EXERCISE BRIEF
Please rewrite the records below, substituting "Object" for every occurrence of "Target" and keeping everything else the same. Leave the pictures out of your answer.

** BEGIN GIVEN RECORDS **

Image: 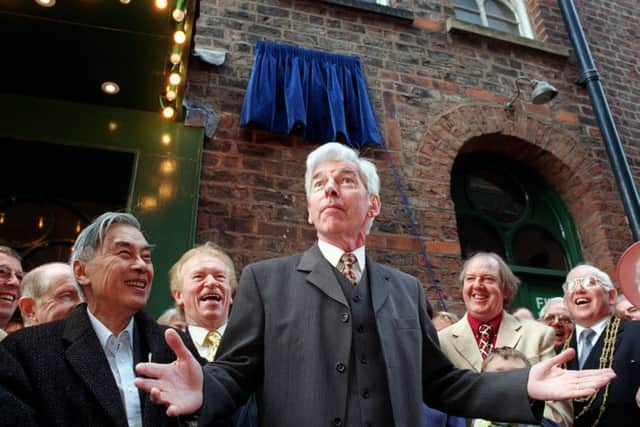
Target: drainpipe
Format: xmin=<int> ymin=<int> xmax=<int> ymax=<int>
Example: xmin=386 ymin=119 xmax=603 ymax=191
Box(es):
xmin=558 ymin=0 xmax=640 ymax=241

** END GIVEN RECORDS **

FINISHED ANSWER
Image: 
Object: drainpipe
Format: xmin=<int> ymin=<int> xmax=<int> ymax=<int>
Example: xmin=386 ymin=119 xmax=603 ymax=191
Box(es):
xmin=558 ymin=0 xmax=640 ymax=241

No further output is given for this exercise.